**WHAT IS ASKED**
Rewrite all the rows below, replacing "Reviewer note" with "Annotator note" and leaving everything else unchanged. Omit the pictures from your answer.

## start DATA PROVIDED

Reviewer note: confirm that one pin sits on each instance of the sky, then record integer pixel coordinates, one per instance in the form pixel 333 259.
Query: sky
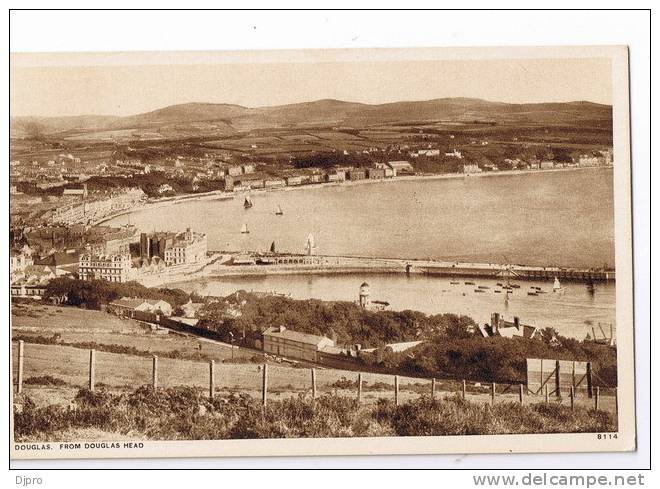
pixel 126 84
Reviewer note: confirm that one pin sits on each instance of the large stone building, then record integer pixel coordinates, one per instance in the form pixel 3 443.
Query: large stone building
pixel 113 268
pixel 174 248
pixel 292 344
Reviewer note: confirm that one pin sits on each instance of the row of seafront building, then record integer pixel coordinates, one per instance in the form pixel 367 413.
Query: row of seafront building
pixel 377 172
pixel 159 251
pixel 112 261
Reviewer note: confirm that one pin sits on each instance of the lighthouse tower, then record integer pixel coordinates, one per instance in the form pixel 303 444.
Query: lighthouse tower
pixel 364 295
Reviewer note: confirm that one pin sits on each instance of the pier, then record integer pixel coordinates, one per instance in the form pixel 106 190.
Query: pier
pixel 281 263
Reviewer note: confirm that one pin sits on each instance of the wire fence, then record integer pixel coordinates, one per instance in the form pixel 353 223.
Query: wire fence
pixel 42 367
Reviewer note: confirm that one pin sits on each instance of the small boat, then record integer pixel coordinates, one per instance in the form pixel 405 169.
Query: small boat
pixel 557 288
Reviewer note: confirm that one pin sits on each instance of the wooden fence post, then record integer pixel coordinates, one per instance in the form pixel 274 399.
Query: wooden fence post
pixel 19 375
pixel 396 390
pixel 616 401
pixel 359 388
pixel 154 373
pixel 264 385
pixel 313 384
pixel 92 368
pixel 211 379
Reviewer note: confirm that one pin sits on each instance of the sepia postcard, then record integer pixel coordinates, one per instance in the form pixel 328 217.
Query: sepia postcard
pixel 321 252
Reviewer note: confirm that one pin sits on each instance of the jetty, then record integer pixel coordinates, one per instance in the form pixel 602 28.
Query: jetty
pixel 256 263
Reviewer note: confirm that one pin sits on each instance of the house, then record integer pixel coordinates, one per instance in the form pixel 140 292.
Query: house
pixel 191 309
pixel 293 344
pixel 356 174
pixel 75 191
pixel 467 169
pixel 454 154
pixel 400 167
pixel 508 329
pixel 126 306
pixel 375 173
pixel 29 288
pixel 20 260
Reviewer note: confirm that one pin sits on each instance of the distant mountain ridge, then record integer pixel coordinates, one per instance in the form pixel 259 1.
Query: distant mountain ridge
pixel 325 111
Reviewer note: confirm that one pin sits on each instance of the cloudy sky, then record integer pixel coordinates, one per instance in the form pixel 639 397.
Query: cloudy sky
pixel 131 83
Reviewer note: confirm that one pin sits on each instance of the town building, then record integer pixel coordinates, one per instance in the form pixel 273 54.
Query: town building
pixel 293 344
pixel 401 167
pixel 20 260
pixel 113 268
pixel 75 191
pixel 364 295
pixel 356 174
pixel 274 182
pixel 187 248
pixel 508 329
pixel 174 248
pixel 472 168
pixel 375 173
pixel 126 306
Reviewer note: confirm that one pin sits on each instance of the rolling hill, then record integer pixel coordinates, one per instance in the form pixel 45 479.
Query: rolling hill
pixel 327 111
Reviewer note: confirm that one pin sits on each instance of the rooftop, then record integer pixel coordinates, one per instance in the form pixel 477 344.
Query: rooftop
pixel 281 332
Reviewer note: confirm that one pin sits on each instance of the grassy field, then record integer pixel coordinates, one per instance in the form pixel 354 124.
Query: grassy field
pixel 184 413
pixel 56 364
pixel 54 373
pixel 80 326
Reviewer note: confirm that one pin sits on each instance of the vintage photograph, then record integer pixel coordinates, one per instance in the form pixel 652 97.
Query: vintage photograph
pixel 320 252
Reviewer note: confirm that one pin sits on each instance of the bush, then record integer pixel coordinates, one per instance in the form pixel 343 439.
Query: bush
pixel 47 380
pixel 187 414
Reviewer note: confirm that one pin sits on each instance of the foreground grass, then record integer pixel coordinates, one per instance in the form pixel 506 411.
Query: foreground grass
pixel 186 414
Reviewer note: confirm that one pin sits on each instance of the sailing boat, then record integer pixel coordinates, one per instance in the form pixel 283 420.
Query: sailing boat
pixel 591 288
pixel 310 247
pixel 557 288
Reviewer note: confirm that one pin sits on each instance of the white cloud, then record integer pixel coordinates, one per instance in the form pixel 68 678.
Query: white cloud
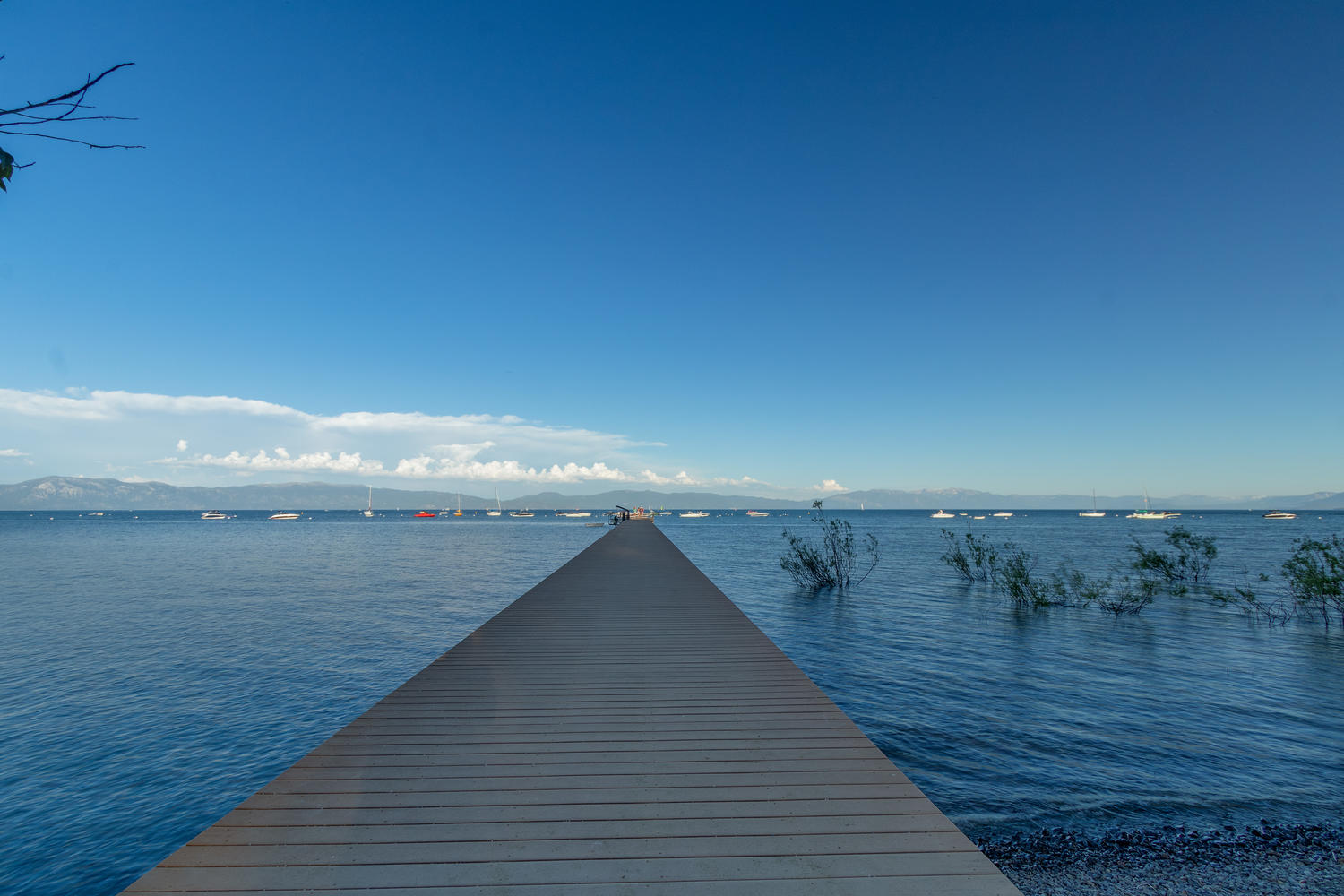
pixel 110 406
pixel 314 462
pixel 228 435
pixel 452 468
pixel 461 430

## end DATA PROVIDED

**WRITTEN SOLUTION**
Annotator note: confirm that one pin sits on each instance of the sky, then record integer pixel coordinates, one per instance in the form pixel 333 259.
Query: sky
pixel 126 84
Annotator note: confirm that one pin sits on each instance of the large stone building, then record integer pixel coordinates, one per instance in the form pixel 3 443.
Query: large stone building
pixel 113 268
pixel 174 248
pixel 292 344
Annotator note: confirm that one pin sits on each instance of the row of seafront building, then record integer pixel coordinates, one per instance in the form pixel 367 413.
Query: row of seafront building
pixel 377 172
pixel 159 251
pixel 112 261
Annotator note: confirm that one pin sits on each instance of the lighthouse tower, then record integer pixel coordinates, one per instance in the form pixel 303 444.
Query: lighthouse tower
pixel 364 295
Annotator note: confirm that one pin sits on each instance of the pier, then record integer pixel coordinates, one per instance in the form pixel 106 190.
Query: pier
pixel 281 263
Annotator note: confirm that one pin sits on each instance of the wire fence, then record integer pixel coordinates, one per instance in the form pixel 353 223.
Query: wire fence
pixel 42 367
Annotator note: confirm that one pin sits on each instance of the small boat, then record integer pixel coordinates, one per instance in the form pixel 405 169.
Query: small boat
pixel 557 288
Annotator note: confirm that one pin sits on each instance of the wooden fence post, then record integer pixel coordinates, one per instance in the form pixel 274 399.
Query: wooden fence post
pixel 19 375
pixel 396 390
pixel 616 401
pixel 359 388
pixel 154 373
pixel 264 385
pixel 313 384
pixel 92 368
pixel 211 379
Annotator note: confirm that one pin sits on each instance of the sepia postcard, then record integer pixel coordinates, one per instance in the form pixel 328 217.
Query: sepia postcard
pixel 321 252
Annotator note: confirm that one pin sits on each instance of the jetty, then record integer pixel coordinates, one per instance in the form pixel 602 28.
Query: jetty
pixel 256 263
Annotator note: confirm that one pin sits on each instance of the house, then record integer pixel coordinates, one per instance in the form pixel 140 292.
Query: house
pixel 191 309
pixel 293 344
pixel 356 174
pixel 75 191
pixel 467 169
pixel 454 154
pixel 400 167
pixel 508 329
pixel 126 306
pixel 375 173
pixel 29 288
pixel 20 260
Annotator note: confirm that one pin sits on each instance of the distant mountain ridge, then record integer pixel coordinates, one per instance in the form pixel 259 1.
Query: distant mountain ridge
pixel 325 111
Annotator note: confirm that one pin sits on each instance of the cloudy sky, then record integer pixel coordinates, one per instance in the form pixel 639 397.
Query: cloudy sky
pixel 131 83
Annotator note: confirm that one pin sits on each instance of the town building, then record integer pixel coordinates, one per instance in the form pixel 273 54.
Query: town building
pixel 293 344
pixel 401 167
pixel 20 260
pixel 113 268
pixel 75 191
pixel 364 295
pixel 356 174
pixel 274 182
pixel 187 248
pixel 508 329
pixel 174 248
pixel 472 168
pixel 375 173
pixel 126 306
Annotator note: confirm that one pin sits on each instance of the rolling hill, then record integer pixel coordinates, one per instance in the form pixel 45 479.
Query: rolling hill
pixel 327 111
Annotator note: confirm that one pin sits on each instance of the rooftop, then record integer pixel coordinates, one per instance in the form pixel 477 344.
Query: rooftop
pixel 281 332
Annotator note: confirm that one pin sits on each instance of the grassy field, then record integer pixel coordinates, one per instance in the form pixel 354 124.
Query: grassy field
pixel 184 413
pixel 56 364
pixel 54 373
pixel 80 326
Annotator note: confirm that one pin sits on each instance of the vintage photograph, then record integer pixel coordinates, one per instance in the form pixel 652 97.
Query: vintage photograph
pixel 320 252
Annotator note: confirm that one pin sits on each instance of the bush, then record integer pixel coordinates, one per instance in the form pixel 343 439.
Query: bush
pixel 47 380
pixel 187 414
Annotator note: confirm that one pin sits on each instance of the foreground grass, then record integer pixel coordinates, one per instance in the form pixel 506 411.
Query: foreground grass
pixel 186 414
Annotator note: confirm that one pin sits on each instance of the sailing boat, then record integer pixel coordinates, one per instance in the form pixel 283 420.
Query: sailing boat
pixel 591 288
pixel 310 247
pixel 557 288
Annotator note: confirm that one pin sits on each instance of the white cloud, then record integer pixel coordinates, one per instance in the form pixel 68 678.
Query: white cloud
pixel 110 406
pixel 314 462
pixel 228 435
pixel 452 468
pixel 461 430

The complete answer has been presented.